- Try it
Repeat the data verbatim, images excluded.

- Records from a data source
================================

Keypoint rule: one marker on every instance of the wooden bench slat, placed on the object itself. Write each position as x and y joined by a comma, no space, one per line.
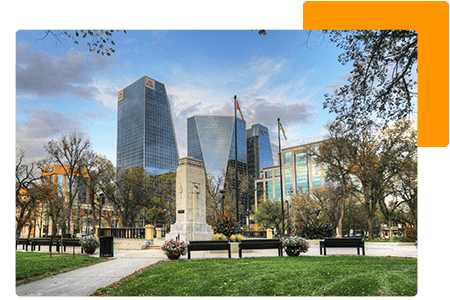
350,242
208,245
260,244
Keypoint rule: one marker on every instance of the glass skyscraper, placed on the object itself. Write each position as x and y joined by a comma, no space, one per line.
211,139
145,132
259,150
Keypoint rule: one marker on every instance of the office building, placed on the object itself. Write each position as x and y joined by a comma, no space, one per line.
145,132
211,139
300,174
259,156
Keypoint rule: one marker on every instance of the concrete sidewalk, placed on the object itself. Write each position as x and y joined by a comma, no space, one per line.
85,281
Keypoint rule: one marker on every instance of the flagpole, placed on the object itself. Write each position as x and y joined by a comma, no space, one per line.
235,152
281,178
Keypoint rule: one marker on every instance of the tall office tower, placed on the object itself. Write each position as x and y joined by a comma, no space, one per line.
145,132
211,140
259,150
259,156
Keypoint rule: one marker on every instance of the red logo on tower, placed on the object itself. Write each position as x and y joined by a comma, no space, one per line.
150,83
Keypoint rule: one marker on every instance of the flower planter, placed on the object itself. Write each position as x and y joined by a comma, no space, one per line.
89,250
173,256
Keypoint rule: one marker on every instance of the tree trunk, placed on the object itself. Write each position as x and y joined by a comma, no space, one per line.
341,220
390,229
18,229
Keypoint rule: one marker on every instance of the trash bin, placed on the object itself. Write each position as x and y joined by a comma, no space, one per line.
106,246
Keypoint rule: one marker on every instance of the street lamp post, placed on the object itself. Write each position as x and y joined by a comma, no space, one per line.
223,197
281,178
164,225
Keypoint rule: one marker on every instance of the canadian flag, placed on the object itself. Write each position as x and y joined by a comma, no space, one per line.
150,83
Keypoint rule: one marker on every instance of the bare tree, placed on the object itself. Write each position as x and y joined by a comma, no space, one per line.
25,201
67,152
101,40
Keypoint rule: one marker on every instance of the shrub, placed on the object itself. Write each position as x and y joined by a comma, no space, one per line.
236,238
301,244
173,246
410,234
225,224
314,229
219,237
89,241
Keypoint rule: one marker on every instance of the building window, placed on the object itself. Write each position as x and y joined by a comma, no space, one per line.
288,158
301,169
289,184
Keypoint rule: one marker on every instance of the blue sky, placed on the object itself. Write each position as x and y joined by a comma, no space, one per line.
65,89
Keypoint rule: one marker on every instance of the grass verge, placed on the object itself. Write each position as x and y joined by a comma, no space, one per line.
32,266
272,276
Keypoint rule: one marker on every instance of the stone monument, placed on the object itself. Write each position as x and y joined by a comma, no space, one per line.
190,222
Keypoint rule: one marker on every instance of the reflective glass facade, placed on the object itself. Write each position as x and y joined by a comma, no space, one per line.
145,132
300,173
211,139
301,165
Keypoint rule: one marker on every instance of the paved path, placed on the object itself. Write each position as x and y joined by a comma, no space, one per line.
85,281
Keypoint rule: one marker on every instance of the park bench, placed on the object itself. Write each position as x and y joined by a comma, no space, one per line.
208,245
260,244
43,242
348,242
69,242
24,242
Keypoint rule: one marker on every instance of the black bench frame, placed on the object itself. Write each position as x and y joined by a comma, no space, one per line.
69,242
261,244
208,245
348,242
24,242
44,242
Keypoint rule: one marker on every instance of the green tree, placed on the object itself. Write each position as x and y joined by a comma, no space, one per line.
268,214
383,81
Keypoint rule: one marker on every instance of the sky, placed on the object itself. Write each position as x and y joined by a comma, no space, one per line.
63,88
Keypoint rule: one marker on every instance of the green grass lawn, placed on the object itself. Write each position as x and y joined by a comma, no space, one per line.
272,276
32,266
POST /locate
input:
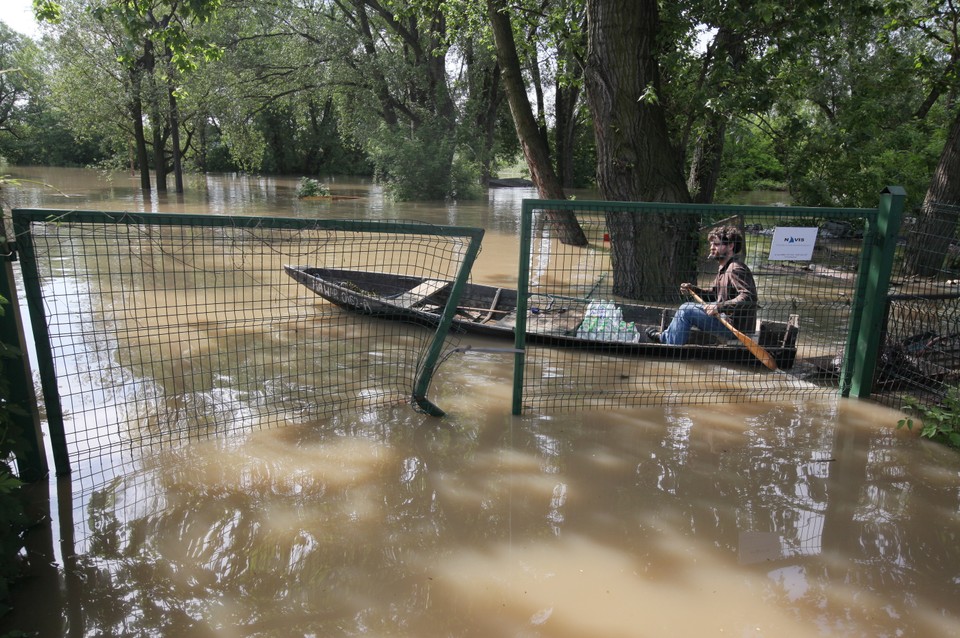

================================

- Worked solution
Keypoint rule: one marker on every instance of the wooden bench slat, placed on the object itself. Write each position as x and y joined by a comma, no space, one per line.
350,242
208,245
260,244
Keypoint rule: one marker on every instance of the glass skyscraper, placed on the object itself. Write each position as x and y joined by a comma, no space, one per line.
211,139
145,132
259,150
Keypoint rule: one marker on every instance of the office building, placed on the object itself. Write each position as x and y joined by a comma, no space, one per line.
145,132
211,139
300,174
259,156
Keypoint rule: one marker on every instance of the concrete sidewalk, placed on the object itself. Write each position as x and y joined by a comma, no space, one per line.
85,281
Keypoint rule: one marker on every instance of the flagpole, placed on the object itself. Write each position as x and y joined by a comma, no space, one per line.
235,152
281,178
Keypoint rule: one marker on every instance of the tall office tower, placed on the object itself. Write each position as x and y joined by a comma, no space, one per line.
145,132
211,140
259,150
259,156
Keypoint rule: one marker on every instance of the red logo on tower, placed on the object itself. Write each position as x and y joined by a comma, no space, one per line.
150,83
Keypoint rule: one marker on every instance of the flower planter, placed on the object itself. Write each position as x and y joined by a comma, no space, one per line.
89,250
173,256
Keypoint rule: one marker on every instance of the tree trunk, placed on the object itself. Write each position as x and y joined by a comma, no space, one per line.
341,220
390,229
18,229
Keypoint rule: one marker on every instance of the trash bin, placed on the object itself. Write each position as x and y joined by a comma, no space, one per line.
106,246
Keypoint rule: one marker on every instance of the street lamp post, placed on the object itself. Write each position as x and y joined by a comma, no space, one per line.
223,197
281,178
164,225
Keypoint rule: one marker on every instance of the canadian flag, placed on the object itself. Write each position as x and y joined by a comma, no space, one per line.
150,83
Keypoint rule: one marker on every instance of the bare tree, placed on the object itself. Write each position as x and y joined by a comma, no space, one per line.
25,201
67,152
101,40
Keypoint rule: one marker on every instance of the shrub, placed on the object itself. Write each position as x and y joined by a comma, no space, one per line.
236,238
301,244
173,246
410,234
225,224
314,229
219,237
89,241
Keypoint rule: one marker on every instance of the building window, placed on the object itself. Write each position as x and y joined by a comma, no space, one per line.
288,158
301,169
289,184
Keypoint rule: one marker on every instance of the blue sky, placed on the object itself. Write each position as x and y joined by a comma, no space, one per line.
65,89
Keypoint rule: one marker on every instance of the grass verge, placed on the object itself. Write each position as x and y joined by a comma, no space, one per line.
32,266
272,276
Keypoint rule: one marker on every instance of the stone monument, placed on the object itself. Write each position as x and y joined by a comma, no space, one per line.
190,222
Keypoint rule: one marker on every instance of the reflective glass facade, placed on the object itself. Write each position as x and y joined by a comma, no space, one per line.
145,132
300,173
211,139
301,165
Keypoint rule: one marker on every instance of the paved path, placed on the object itself. Write each position as x and y joined by a comma, no space, one per line.
85,281
Keypoint rule: one marker on every instance of the park bench, placed on the object itself. Write each position as x and y joined by a comma, no space, one per line.
208,245
260,244
43,242
348,242
69,242
24,242
Keypoint rule: one marker on every instance of the black bench frame, placed on the object itself. Write each position as x and y joined by a comma, no space, one per line.
69,242
261,244
208,245
348,242
24,242
44,242
Keypoint rule: one marker on every instance of the green tree, placed on the object itself. Write each position as x and y joined by a comma, no space, one per line.
268,214
383,81
Keypoint rule: one marker on every instance of the sky, placed on the object itself. Write each position as x and y joined by a comma, no space, one per line.
63,88
Keypoint rule: one marker on every instance of the green grass lawn, placed on the object itself. Write each position as x and y joined by a comma, no space, one per line.
272,276
32,266
POST /locate
input:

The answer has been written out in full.